• _REQUIREMENT_
Duplicate the material from the line containing "Where can you see the window frame?" through the line containing "<point>695,435</point>", both lines included, reproducing only those lines with no changes.

• _EXTRACTED ENTRIES_
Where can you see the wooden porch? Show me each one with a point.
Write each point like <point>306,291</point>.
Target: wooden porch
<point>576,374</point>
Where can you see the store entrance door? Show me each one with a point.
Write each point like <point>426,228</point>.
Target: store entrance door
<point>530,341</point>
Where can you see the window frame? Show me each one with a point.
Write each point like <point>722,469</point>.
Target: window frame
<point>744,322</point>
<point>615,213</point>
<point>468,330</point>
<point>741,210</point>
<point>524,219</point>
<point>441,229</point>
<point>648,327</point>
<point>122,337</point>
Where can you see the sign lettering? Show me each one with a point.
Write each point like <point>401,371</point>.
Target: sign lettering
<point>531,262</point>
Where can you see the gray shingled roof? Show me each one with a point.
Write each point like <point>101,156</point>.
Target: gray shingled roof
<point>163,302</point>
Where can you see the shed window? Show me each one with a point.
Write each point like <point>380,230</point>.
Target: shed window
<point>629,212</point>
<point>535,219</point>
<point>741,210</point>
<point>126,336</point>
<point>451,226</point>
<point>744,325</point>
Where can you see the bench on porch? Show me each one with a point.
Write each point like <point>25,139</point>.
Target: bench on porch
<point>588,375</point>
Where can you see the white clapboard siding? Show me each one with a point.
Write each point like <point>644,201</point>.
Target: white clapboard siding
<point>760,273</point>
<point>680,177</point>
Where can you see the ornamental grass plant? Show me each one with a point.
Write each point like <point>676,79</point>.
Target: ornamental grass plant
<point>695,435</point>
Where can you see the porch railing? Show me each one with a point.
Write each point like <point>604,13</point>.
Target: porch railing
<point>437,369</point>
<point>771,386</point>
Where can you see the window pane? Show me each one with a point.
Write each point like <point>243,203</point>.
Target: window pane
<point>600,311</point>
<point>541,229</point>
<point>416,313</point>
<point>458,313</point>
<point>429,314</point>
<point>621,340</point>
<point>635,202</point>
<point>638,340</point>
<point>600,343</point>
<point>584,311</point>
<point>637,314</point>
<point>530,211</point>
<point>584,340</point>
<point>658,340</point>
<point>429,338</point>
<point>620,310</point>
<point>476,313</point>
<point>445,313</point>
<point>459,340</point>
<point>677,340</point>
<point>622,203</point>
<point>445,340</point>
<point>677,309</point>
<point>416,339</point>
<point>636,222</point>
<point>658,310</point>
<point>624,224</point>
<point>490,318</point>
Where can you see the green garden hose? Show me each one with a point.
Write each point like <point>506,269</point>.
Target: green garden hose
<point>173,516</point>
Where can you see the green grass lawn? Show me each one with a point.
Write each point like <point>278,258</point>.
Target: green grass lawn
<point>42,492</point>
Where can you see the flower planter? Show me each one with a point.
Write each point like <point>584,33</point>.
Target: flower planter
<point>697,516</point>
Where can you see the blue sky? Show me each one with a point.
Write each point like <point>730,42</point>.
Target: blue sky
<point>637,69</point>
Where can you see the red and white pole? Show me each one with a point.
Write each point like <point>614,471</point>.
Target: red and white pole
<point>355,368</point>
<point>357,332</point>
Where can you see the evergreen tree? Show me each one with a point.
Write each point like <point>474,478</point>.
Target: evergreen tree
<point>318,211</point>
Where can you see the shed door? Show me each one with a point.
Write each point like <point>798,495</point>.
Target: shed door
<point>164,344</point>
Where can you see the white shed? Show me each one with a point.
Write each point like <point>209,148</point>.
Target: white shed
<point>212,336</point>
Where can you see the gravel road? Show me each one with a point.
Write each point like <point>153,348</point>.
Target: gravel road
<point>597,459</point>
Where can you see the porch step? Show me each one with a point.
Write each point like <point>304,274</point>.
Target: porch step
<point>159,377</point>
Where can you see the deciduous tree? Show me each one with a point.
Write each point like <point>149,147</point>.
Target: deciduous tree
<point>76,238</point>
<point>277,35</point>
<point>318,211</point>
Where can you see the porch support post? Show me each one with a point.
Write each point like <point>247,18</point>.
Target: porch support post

• _TASK ANSWER_
Where can you see the window frame? Show me each one with a point.
Write each point like <point>722,469</point>.
Target: window frame
<point>744,322</point>
<point>615,213</point>
<point>468,330</point>
<point>741,210</point>
<point>524,219</point>
<point>441,229</point>
<point>648,327</point>
<point>122,337</point>
Where can you see the sign lettering? Show me each one with a point.
Write each point like <point>401,371</point>.
Target: sign lettering
<point>531,262</point>
Where can you see the gray shingled roof? Show me each one with a point.
Write each point like <point>101,156</point>.
Target: gray shingled roof
<point>163,302</point>
Where can you see the shed window? Show me each one with a point.
Write each point like <point>380,230</point>.
Target: shed window
<point>629,212</point>
<point>535,219</point>
<point>741,210</point>
<point>126,336</point>
<point>451,226</point>
<point>744,325</point>
Where can you see the bench on porch? Show me each one with a point.
Write each point like <point>25,139</point>.
Target: bench on porch
<point>588,375</point>
Where can you see the white clapboard siding? Show me each one with a point.
Write each point like <point>644,201</point>.
Target: white clapboard siding
<point>760,273</point>
<point>680,177</point>
Where can you see the ornamental grass plant? Show me each one with a point.
Write each point like <point>676,79</point>.
Target: ornamental grass plant
<point>695,435</point>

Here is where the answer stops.